▶ [REQUIREMENT]
In the factoring text, what is the factored form of x^2 - 6x + 8?

▶ [READING TEXT]
______

Factor a quadratic trinomial when a = 1, b is negative and c is positive

Now let’s see how this method works if the middle coefficient is negative.

Factor \begin{align*}x^2 - 6x + 8\end{align*}.

We are looking for an answer that is a product of two binomials in parentheses: \begin{align*}(x\;\;\;\;)(x\;\;\;\;)\end{align*}

When negative coefficients are involved, we have to remember that negative factors may be involved also. The number 8 can be written as the product of the following numbers:

\begin{align*}8 = 1 \cdot 8 \quad \quad \text{and} \quad \quad 1 + 8 = 9\end{align*}

but also

\begin{align*}8 = (-1) \cdot (-8) \quad \quad \text{and} \quad \quad -1 + (-8) = -9\end{align*}

and

\begin{align*}8 = 2 \cdot 4 \quad \quad \text{and} \quad \quad 2 + 4 = 6\end{align*}

but also

\begin{align*}8 = (-2) \cdot (-4) \quad \quad \text{and} \quad \quad -2 + (-4) = -6.\end{align*}

The last option is the correct choice. The answer is \begin{align*}(x - 2)(x - 4)\end{align*}. We can check to see if this is correct by multiplying \begin{align*}(x - 2)(x - 4)\end{align*}:

\begin{align*}& \quad \quad \quad x - 2\\ & \underline{\;\;\;\;\;\;\;\;\;\;\;x - 4}\\ & \quad \ - \ 4x + 8\\ & \underline{x^2 - \ 2x\;\;\;\;\;\;\;}\\ & x^2 - \ 6x + 8\end{align*}

#### Factoring

1. Factor \begin{align*}x^2 - 17x + 16\end{align*}.

We are looking for an answer that is a product of two binomials in parentheses: \begin{align*}(x\;\;\;\;)(x\;\;\;\;)\end{align*}

The number 16 can be written as the product of the following numbers:

\begin{align*}& 16 = 1 \cdot 16 && \text{and} && 1 + 16 = 17\\ & 16 = (-1) \cdot (-16) && \text{and} && -1 + (-16) = -17 \qquad (Correct \ choice)\\ & 16 = 2 \cdot 8 && \text{and} && 2 + 8 = 10\\ & 16 = (-2) \cdot (-8) && \text{and} && -2 + (-8) = -10\\ & 16 = 4 \cdot 4 && \text{and} && 4 + 4 = 8\\ & 16 = (-4) \cdot (-4) && \text{and} && -4 + (-4) = -8\end{align*}

The answer is \begin{align*}(x - 1)(x - 16)\end{align*}.

______

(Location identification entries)
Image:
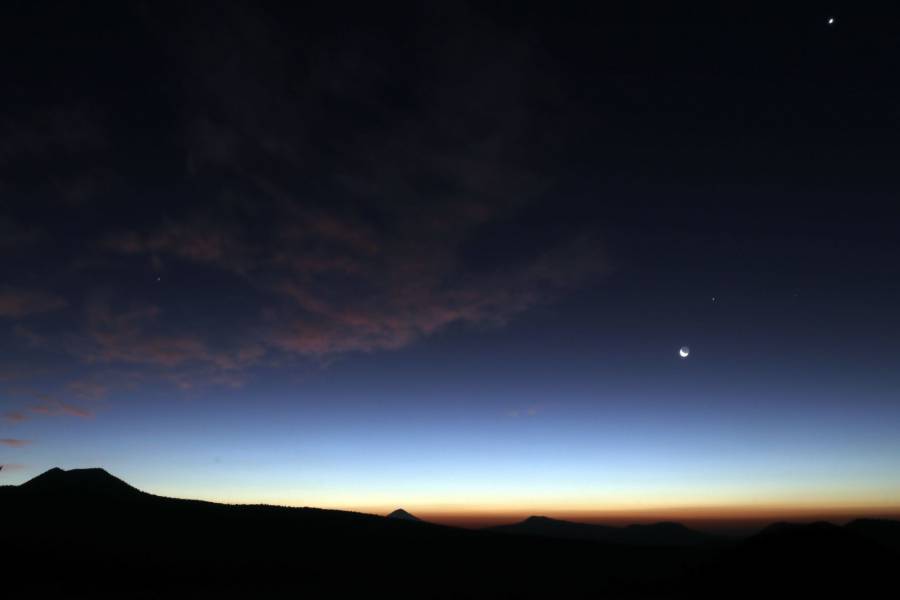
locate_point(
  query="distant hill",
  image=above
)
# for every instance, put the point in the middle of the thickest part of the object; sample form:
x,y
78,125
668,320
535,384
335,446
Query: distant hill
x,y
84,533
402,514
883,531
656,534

______

▶ [OUTPUT OF THE TASK]
(x - 2)(x - 4)